The problem: Rewrite all of the rows below as a single numbered list, one item per line, skipping any blank lines. Leave the pictures out of your answer.

Records for the task:
----

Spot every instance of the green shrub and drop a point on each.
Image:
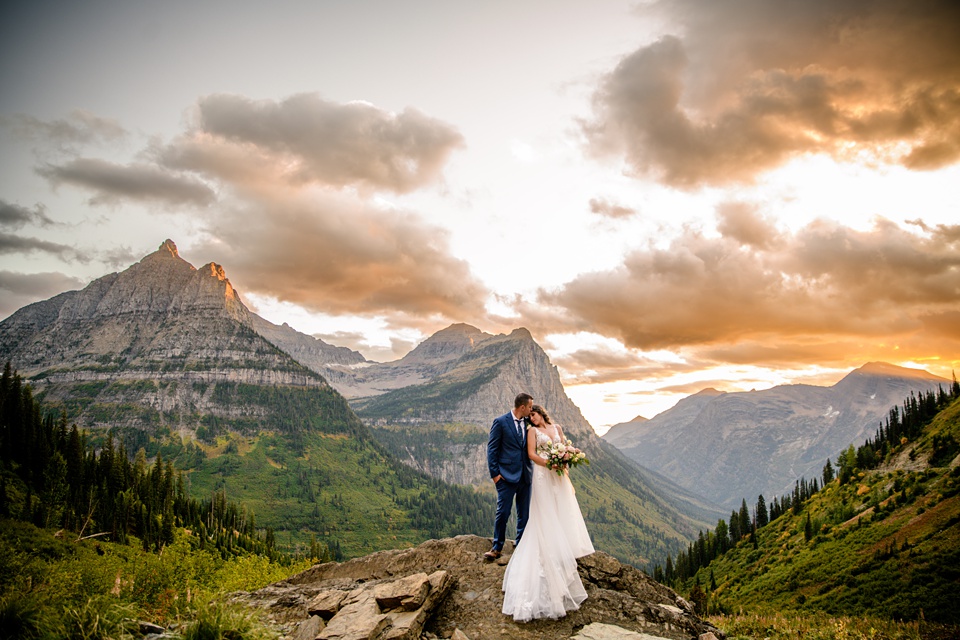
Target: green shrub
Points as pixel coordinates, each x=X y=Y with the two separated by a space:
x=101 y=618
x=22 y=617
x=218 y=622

----

Answer for the task:
1. Spot every instance of the green shrub and drop a point on each.
2. Image:
3. Target: green shrub
4. Points as pixel coordinates, each x=X y=Y with the two separated by a space:
5. x=101 y=618
6. x=22 y=617
7. x=218 y=622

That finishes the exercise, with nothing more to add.